▶ _Short task_
Copy the data below word for word.

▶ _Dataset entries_

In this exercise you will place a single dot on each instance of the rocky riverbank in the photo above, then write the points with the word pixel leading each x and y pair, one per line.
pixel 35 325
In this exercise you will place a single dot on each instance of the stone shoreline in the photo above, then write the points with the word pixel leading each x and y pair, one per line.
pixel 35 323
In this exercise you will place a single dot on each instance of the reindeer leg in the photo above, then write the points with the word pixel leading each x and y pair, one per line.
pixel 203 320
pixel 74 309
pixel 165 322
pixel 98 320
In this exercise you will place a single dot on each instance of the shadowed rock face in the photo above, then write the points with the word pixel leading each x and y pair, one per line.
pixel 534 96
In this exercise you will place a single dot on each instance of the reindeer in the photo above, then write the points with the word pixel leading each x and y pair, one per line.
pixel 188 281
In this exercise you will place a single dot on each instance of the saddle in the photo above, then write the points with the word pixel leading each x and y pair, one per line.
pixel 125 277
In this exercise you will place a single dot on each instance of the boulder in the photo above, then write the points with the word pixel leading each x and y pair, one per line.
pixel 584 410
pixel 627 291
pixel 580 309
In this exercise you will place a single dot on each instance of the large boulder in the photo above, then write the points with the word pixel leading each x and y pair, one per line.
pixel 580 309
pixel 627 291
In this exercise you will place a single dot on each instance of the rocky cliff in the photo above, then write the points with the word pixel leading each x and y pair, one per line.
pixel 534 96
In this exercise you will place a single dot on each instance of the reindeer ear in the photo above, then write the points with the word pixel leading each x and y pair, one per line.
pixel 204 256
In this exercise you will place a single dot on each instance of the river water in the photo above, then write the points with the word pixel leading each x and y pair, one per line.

▶ _Exercise response_
In this exercise you will place a single dot on each instance of the rocky riverbank in the photo above, then write the points with the word pixel leading each x and y pair, one per line.
pixel 35 325
In this exercise you will place a single dot on each instance of the stone shoreline in the photo above, then write the points with the word pixel leading each x and y pair, one per line.
pixel 35 323
In this exercise you will place a single dot on each instance of the reindeer leg in the photo above, then write the points with the word pixel leading each x and y pair, one per line.
pixel 203 320
pixel 74 309
pixel 165 322
pixel 98 320
In this exercise you will place a single dot on each instance of the shadowed rock face in the photo above, then write the points with the word pixel leading each x and y pair, one per line.
pixel 534 96
In this exercise you will place a single dot on each instance of the reindeer in the photo above, then write the points with the word pixel leading each x and y pair, one per line.
pixel 188 281
In this exercise you will place a single dot on each instance of the saddle in the photo above, then write the points with the word pixel leading each x and y pair, one per line.
pixel 125 277
In this exercise you will place a single dot on each instance of the boulder in the photo above, then write the points with the word pixel leading each x and y pair, one per line.
pixel 584 410
pixel 627 291
pixel 580 309
In this exercise you will place a single dot on each instance of the large boulder in the photo above, then write the points with the word pixel leading each x and y pair, one per line.
pixel 580 309
pixel 627 291
In this exercise you will place a single dot on each instance of the rocky cliff in the photo above, then write the points with the word pixel leading each x and y pair, one per line.
pixel 534 96
In this exercise you will place a single dot on each instance of the reindeer ear in the photo above, then write the points with the word pixel leading each x and y pair, one per line.
pixel 204 256
In this exercise you will place a single dot on each instance of the river water in the photo above, then write the points with the word pixel leading each x and y pair, one per line.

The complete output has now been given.